WRITTEN EXERCISE =>
Show each line of the records below that contains the word "pier", copying every such line in full.

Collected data
************

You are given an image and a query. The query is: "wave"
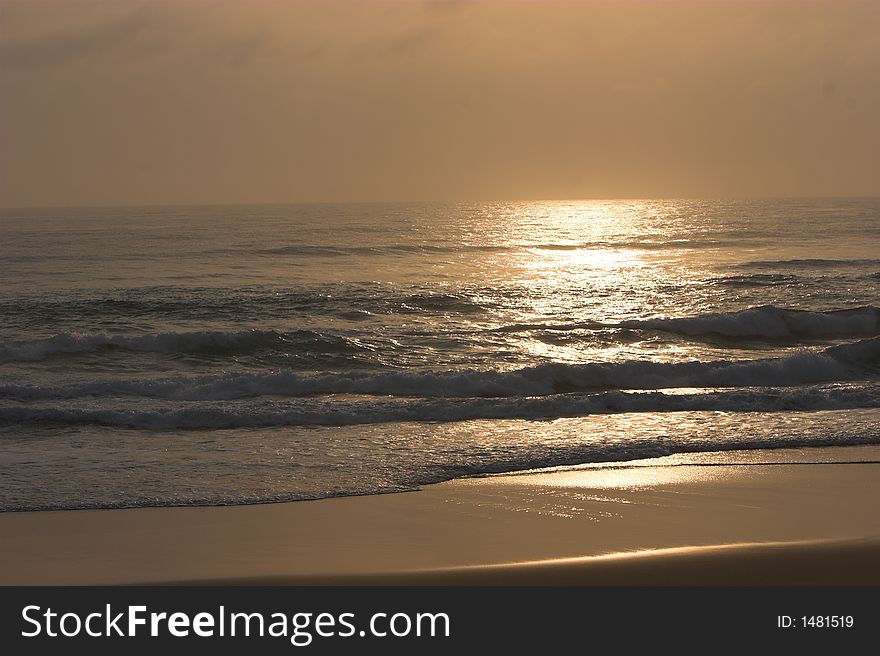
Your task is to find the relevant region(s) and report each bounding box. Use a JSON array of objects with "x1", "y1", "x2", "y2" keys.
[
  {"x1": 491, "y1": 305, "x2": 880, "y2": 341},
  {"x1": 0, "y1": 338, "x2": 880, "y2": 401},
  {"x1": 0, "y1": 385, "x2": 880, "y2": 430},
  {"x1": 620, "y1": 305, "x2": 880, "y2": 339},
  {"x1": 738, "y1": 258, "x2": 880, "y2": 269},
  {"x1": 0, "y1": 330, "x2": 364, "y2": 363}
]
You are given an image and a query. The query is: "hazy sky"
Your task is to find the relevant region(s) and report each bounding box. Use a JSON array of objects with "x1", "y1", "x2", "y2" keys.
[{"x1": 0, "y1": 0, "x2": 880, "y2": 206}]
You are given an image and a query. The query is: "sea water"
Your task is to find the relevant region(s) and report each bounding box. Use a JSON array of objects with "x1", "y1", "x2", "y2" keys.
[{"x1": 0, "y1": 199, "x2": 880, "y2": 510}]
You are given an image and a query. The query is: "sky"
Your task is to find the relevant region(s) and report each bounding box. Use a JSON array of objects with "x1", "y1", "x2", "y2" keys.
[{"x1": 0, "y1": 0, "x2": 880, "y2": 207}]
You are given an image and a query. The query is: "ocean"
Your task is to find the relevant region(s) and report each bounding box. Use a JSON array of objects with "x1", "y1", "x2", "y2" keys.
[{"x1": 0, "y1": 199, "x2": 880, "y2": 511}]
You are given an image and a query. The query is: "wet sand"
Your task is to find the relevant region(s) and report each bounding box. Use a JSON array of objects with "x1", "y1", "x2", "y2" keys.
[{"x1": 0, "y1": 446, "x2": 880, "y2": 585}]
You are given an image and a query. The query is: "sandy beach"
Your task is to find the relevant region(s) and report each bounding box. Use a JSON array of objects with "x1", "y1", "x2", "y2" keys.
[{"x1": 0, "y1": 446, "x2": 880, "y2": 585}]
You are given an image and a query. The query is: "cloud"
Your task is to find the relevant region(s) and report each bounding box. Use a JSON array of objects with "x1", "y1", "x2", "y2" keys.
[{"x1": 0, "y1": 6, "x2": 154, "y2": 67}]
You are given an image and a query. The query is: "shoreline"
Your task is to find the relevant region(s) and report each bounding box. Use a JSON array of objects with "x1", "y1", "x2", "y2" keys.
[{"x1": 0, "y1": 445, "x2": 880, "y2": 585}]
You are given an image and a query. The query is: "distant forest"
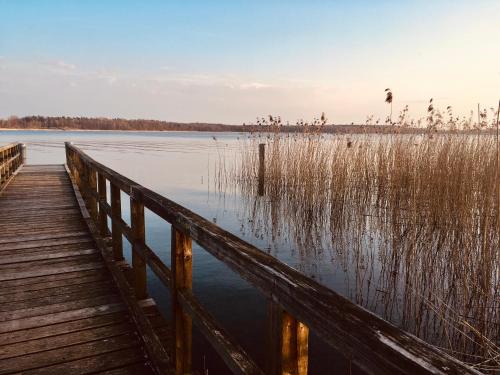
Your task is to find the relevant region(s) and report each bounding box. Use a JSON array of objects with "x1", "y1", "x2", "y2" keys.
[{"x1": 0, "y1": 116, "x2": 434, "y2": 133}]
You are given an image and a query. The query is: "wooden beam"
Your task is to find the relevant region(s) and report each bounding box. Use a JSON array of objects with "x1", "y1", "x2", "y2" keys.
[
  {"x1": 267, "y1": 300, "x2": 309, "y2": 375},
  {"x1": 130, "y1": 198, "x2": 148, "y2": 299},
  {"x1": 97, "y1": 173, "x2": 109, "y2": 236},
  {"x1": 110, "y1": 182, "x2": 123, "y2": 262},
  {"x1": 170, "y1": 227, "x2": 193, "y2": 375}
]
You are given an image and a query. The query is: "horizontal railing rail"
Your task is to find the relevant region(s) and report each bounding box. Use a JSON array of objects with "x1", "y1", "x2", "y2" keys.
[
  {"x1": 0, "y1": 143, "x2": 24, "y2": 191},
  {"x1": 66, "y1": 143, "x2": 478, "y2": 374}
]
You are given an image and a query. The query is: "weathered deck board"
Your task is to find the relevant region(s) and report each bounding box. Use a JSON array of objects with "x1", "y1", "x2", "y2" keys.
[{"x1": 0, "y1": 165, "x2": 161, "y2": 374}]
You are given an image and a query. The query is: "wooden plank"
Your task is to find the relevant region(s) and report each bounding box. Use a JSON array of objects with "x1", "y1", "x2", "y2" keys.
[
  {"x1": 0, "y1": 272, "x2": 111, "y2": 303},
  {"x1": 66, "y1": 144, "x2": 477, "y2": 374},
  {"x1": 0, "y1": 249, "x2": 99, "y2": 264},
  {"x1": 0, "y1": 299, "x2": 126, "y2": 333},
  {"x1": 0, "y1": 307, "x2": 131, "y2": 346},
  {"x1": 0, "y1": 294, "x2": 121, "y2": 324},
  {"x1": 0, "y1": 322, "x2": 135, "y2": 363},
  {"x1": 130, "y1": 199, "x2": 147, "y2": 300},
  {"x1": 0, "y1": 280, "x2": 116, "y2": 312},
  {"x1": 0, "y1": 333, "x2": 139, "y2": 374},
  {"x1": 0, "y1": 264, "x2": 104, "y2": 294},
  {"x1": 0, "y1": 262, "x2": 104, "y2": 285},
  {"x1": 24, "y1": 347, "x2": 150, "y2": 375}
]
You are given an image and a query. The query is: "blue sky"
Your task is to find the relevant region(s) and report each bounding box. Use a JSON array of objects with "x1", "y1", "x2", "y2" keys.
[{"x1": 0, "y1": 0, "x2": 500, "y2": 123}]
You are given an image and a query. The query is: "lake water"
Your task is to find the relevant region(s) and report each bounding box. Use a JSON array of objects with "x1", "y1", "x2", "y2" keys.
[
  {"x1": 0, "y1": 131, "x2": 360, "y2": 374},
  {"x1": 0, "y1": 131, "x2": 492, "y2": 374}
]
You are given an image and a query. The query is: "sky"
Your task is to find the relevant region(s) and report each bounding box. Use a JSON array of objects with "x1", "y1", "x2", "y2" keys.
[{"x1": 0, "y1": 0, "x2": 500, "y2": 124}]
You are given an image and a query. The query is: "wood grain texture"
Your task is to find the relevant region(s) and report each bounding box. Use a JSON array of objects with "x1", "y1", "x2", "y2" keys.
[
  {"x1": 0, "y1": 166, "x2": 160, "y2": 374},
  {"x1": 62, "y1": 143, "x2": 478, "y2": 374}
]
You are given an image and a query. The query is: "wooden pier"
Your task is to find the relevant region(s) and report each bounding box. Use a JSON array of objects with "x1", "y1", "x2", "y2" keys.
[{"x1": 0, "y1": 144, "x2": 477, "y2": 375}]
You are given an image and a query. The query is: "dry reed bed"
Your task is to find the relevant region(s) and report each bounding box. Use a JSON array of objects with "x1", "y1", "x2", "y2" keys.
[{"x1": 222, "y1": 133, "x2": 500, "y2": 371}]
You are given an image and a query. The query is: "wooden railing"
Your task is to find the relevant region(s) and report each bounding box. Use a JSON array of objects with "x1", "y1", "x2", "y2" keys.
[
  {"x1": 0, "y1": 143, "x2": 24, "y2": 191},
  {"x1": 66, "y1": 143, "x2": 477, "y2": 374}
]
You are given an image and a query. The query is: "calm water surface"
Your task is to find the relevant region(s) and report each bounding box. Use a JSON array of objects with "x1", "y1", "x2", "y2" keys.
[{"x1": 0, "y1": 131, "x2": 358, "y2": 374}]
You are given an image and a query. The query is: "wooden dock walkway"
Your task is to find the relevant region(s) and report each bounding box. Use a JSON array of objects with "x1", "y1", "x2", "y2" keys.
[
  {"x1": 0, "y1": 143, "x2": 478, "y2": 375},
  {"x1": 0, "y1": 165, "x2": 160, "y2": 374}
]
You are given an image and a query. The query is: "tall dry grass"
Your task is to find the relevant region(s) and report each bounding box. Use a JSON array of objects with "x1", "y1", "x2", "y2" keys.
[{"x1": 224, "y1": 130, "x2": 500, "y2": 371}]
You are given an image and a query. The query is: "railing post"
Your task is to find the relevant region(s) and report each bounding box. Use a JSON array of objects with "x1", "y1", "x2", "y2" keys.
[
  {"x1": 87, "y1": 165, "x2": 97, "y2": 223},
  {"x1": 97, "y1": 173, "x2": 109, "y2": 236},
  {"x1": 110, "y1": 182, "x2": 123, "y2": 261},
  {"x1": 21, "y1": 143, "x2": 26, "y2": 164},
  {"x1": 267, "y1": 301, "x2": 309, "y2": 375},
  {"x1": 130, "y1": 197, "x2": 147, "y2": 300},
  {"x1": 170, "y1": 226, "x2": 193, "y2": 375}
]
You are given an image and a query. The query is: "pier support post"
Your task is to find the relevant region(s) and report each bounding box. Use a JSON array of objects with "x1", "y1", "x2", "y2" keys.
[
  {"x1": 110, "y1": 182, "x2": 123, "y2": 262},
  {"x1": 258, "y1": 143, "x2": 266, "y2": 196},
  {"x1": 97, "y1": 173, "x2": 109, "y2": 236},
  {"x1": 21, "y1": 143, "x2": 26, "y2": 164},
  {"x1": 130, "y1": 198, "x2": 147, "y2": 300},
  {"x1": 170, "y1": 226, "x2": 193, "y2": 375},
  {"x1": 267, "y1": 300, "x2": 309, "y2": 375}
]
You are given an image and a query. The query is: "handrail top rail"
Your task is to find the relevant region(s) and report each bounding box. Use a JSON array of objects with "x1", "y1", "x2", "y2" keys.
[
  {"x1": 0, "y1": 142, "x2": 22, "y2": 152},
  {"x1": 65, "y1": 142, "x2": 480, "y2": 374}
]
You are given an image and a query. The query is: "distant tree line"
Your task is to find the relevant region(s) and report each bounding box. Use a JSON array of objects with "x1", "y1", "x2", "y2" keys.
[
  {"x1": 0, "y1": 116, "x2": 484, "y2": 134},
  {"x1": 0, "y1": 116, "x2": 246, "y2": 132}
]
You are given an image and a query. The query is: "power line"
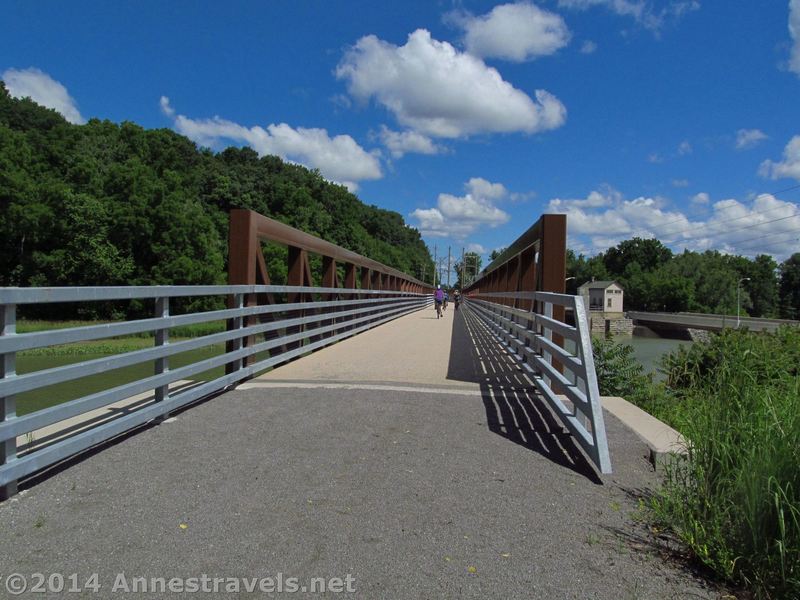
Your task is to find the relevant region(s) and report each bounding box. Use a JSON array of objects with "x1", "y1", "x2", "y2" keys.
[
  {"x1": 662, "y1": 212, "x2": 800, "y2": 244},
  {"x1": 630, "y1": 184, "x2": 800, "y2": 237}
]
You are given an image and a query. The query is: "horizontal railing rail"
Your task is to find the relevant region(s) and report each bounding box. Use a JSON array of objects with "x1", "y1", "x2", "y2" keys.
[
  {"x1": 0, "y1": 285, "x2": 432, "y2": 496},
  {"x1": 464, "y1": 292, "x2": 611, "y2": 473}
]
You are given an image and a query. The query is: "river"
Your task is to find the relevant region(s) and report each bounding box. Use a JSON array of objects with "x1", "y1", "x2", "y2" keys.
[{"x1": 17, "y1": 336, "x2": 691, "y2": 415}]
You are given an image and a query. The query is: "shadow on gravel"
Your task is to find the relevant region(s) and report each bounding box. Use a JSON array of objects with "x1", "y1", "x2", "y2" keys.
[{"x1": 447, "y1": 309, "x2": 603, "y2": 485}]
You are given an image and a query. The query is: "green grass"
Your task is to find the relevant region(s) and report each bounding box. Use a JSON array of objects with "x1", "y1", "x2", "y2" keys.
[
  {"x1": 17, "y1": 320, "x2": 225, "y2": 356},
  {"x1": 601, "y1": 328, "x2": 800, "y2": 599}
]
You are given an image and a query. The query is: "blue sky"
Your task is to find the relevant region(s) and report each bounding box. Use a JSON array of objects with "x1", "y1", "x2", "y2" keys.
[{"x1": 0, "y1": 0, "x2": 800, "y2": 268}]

************

ANSWER TO THE TASK =>
You are given an image and a query. The query is: "wooden pier"
You are given an image and a query. The query is: "pier support post"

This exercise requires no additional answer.